Dados de entrada

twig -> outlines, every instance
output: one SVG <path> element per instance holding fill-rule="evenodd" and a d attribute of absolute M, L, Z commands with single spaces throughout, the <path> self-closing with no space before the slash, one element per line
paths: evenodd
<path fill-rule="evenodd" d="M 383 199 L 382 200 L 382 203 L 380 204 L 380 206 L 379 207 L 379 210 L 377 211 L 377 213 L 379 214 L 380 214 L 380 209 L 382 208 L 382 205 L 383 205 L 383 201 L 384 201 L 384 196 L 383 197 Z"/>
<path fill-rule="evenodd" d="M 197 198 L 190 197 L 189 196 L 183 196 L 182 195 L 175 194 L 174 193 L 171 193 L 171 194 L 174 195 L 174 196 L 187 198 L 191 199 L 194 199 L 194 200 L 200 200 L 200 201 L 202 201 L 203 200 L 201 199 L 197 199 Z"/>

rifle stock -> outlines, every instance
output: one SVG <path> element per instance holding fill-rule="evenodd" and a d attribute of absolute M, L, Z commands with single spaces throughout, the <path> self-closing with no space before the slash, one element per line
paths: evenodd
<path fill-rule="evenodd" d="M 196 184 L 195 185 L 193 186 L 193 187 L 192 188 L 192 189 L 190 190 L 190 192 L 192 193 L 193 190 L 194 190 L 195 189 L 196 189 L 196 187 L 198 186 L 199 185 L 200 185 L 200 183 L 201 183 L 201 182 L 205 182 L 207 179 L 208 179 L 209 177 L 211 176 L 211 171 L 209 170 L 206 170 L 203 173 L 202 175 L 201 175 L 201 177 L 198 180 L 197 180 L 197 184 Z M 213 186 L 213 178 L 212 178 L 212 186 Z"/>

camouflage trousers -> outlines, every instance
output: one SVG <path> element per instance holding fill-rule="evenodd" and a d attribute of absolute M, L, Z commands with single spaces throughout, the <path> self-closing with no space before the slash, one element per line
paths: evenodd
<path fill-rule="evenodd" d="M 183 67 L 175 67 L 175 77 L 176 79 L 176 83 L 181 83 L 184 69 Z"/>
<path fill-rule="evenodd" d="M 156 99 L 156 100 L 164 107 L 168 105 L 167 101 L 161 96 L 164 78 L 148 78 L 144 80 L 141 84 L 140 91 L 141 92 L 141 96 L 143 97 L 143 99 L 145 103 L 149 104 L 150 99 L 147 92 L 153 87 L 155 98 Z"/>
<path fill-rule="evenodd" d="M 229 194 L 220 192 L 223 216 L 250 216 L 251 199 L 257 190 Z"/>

Tarefa curta
Atualize todas as linhas acima, substituindo "every instance" por "all instances" e mantendo o restante inalterado.

Resposta da tarefa
twig -> outlines, all instances
output: one SVG <path> element per instance holding fill-rule="evenodd" and a d attribute of absolute M, L, Z commands with single spaces throughout, the <path> self-closing with no space before the slash, one element per line
paths: evenodd
<path fill-rule="evenodd" d="M 383 199 L 382 200 L 382 203 L 380 204 L 380 206 L 379 207 L 379 210 L 377 211 L 377 213 L 379 214 L 380 214 L 380 209 L 382 208 L 382 205 L 383 205 L 383 201 L 384 201 L 384 196 L 383 197 Z"/>
<path fill-rule="evenodd" d="M 197 198 L 190 197 L 189 196 L 183 196 L 182 195 L 175 194 L 174 193 L 171 193 L 171 194 L 174 195 L 174 196 L 187 198 L 191 199 L 194 199 L 194 200 L 200 200 L 200 201 L 202 201 L 203 200 L 201 199 L 197 199 Z"/>

rifle stock -> outlines, all instances
output: one SVG <path> element per instance holding fill-rule="evenodd" and a d attribute of absolute M, L, Z commands with single spaces throughout, the <path> self-closing with no space before the slash, one element per line
paths: evenodd
<path fill-rule="evenodd" d="M 196 184 L 195 185 L 193 186 L 193 187 L 192 188 L 192 189 L 190 190 L 190 192 L 192 193 L 193 190 L 194 190 L 195 189 L 196 189 L 196 187 L 198 186 L 199 185 L 200 185 L 200 183 L 201 183 L 201 182 L 205 182 L 207 179 L 208 179 L 209 177 L 211 176 L 211 171 L 209 170 L 206 170 L 203 173 L 202 175 L 201 175 L 201 177 L 198 180 L 197 180 L 197 184 Z M 213 186 L 213 178 L 212 178 L 212 186 Z"/>

camouflage trousers -> outlines, all instances
output: one SVG <path> element per instance holding fill-rule="evenodd" and a d attribute of absolute M, L, Z commands with single spaces throughout, the <path> self-closing with no space before the slash, one element per line
paths: evenodd
<path fill-rule="evenodd" d="M 183 67 L 175 67 L 175 77 L 176 79 L 176 83 L 181 83 L 184 69 Z"/>
<path fill-rule="evenodd" d="M 156 99 L 156 100 L 164 107 L 168 105 L 167 101 L 161 96 L 164 78 L 148 78 L 144 80 L 141 84 L 140 91 L 141 92 L 141 96 L 143 97 L 143 99 L 145 103 L 149 104 L 150 99 L 147 92 L 153 87 L 155 98 Z"/>
<path fill-rule="evenodd" d="M 229 194 L 220 192 L 223 216 L 250 216 L 251 199 L 257 190 Z"/>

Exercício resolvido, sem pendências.